WHAT YOU SHOULD DO:
Give back the full listing exactly as it appears below.
[EXTRACTED INFORMATION — start]
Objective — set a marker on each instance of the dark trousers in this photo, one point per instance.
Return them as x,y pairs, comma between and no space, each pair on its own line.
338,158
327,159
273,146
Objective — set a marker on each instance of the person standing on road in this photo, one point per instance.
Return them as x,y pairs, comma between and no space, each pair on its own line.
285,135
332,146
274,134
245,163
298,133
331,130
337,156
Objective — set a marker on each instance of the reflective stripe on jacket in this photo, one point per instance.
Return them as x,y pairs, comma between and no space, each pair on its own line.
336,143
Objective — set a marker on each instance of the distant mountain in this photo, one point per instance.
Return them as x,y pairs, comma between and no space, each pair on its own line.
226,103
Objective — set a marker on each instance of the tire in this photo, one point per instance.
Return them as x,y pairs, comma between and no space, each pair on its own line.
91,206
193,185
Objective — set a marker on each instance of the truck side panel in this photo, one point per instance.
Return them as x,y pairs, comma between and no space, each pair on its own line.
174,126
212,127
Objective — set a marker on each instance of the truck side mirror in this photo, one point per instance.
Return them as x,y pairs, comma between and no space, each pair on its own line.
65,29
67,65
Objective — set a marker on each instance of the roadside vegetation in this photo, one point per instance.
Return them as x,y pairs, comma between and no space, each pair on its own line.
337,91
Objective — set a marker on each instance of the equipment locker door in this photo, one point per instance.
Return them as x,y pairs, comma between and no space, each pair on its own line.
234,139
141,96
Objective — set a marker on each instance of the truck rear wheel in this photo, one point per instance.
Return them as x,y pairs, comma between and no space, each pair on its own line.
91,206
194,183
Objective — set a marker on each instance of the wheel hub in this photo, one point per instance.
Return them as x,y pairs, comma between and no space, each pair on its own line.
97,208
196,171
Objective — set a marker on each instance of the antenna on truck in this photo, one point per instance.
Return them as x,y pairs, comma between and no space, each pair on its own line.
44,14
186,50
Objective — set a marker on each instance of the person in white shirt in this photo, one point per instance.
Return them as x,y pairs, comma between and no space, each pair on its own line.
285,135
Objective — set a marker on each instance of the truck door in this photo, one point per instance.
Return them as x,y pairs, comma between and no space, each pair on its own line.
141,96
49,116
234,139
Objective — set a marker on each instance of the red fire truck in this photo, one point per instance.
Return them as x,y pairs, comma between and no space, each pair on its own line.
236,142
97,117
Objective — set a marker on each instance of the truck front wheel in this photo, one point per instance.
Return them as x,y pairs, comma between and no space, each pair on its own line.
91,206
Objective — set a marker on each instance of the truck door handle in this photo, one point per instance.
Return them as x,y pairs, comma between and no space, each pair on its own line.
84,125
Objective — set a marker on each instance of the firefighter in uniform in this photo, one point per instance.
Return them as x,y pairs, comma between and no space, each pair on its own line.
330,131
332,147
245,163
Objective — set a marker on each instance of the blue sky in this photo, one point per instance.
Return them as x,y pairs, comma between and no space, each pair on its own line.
[EXTRACTED INFORMATION — finish]
OUTPUT BELOW:
Objective — set a marker on each instance of the dark trousers in this photo, one point per instance.
Return them as x,y pairs, comma between and no space, each pair on its own line.
338,158
327,159
273,146
Objective — set a marker on each instance of the person standing on road in this photo, one point per instance.
Return them as x,y pairs, comma between and no space, each pair on its own line.
285,135
332,146
274,134
245,163
298,133
331,130
337,156
Objective — set a marker on each instance of the reflective stripe on jacket in this photo, one point per instance.
Return them as x,y pairs, comma between and no space, each pair on its own line.
336,143
Objective — set a marker on each instance of the distant mountain in this photo, one point per instance.
Return them as x,y pairs, comma between and no space, each pair on its own line.
226,103
Objective — set a marker on each instance of the tire in this photo, one point per instance.
Return them as x,y pairs, comma between and no space, each pair on its own line.
91,206
193,185
Objective — set a marker on each instance of the truck side panel in this photo, one point per instance.
Return them as x,y pairs, comma between and no space, each pair on its own line.
174,126
212,127
Objective — set a marker on each instance of the truck side mirror in this photo, one point per instance.
Return them as x,y pairs, comma between and no space, each pair on its own line.
65,29
67,65
Objective — set a marker on each instance of the roadside vegetation in this photo, one point per instance.
Return them as x,y pairs, comma between and no space, each pair on its own line.
337,91
Objective — set a marker on each instance of the equipment locker door in this photo, one point per instance.
Return them as x,y pairs, comma between and no space, each pair on its own line.
234,139
141,96
Objective — set a marker on each instance of the truck rear wheel in this photo, one point per instance.
Return them as x,y pairs, comma between and no space, each pair on its own line.
91,206
194,183
Objective — set a marker on each instance of the wheel hub in this photo, one point per instance.
Return them as x,y pairs, comma between and no space, each pair on its own line.
97,208
196,171
Objective — set a marker on each instance of the antenna on truck in this photo, one point per instance.
Return them as x,y pairs, comma between and no space, each pair on its own line.
44,14
186,50
Objective — set a marker on each instance of the person in white shirt in this photo, one point per instance.
Return them as x,y pairs, comma between and no space, each pair on its own line.
285,135
Objective — set a marker on each instance of the truck door in this photo, one point per instance.
Return them as x,y pairs, comma between and no space, each pair on its own line.
141,96
49,116
234,139
Objective — set a marker on each instance of the red fire truck in this photo, one point per instance.
Return them as x,y pairs, comma between and no space, each pair on its own line.
236,142
97,117
Objective — set a marker on each instance of the truck front wheel in this photo, one point per instance.
Return them as x,y pairs, comma between and no space, each pair on its own line.
91,206
Objective — set a marker on each instance of the truck door handle in this photo, one point per instance.
Return them as x,y pairs, comma between and no space, each pair on its own line.
84,125
Objective — set a marker on each instance of the firefighter in uniform in this photo, one point per instance.
Return them as x,y pairs, comma between and no space, each pair on its own line.
330,131
332,147
245,163
Objective — set a marker on each instance of the blue sky in this photo, one point per instance.
Return them as x,y pairs, comma between and no space, each pair on its own line.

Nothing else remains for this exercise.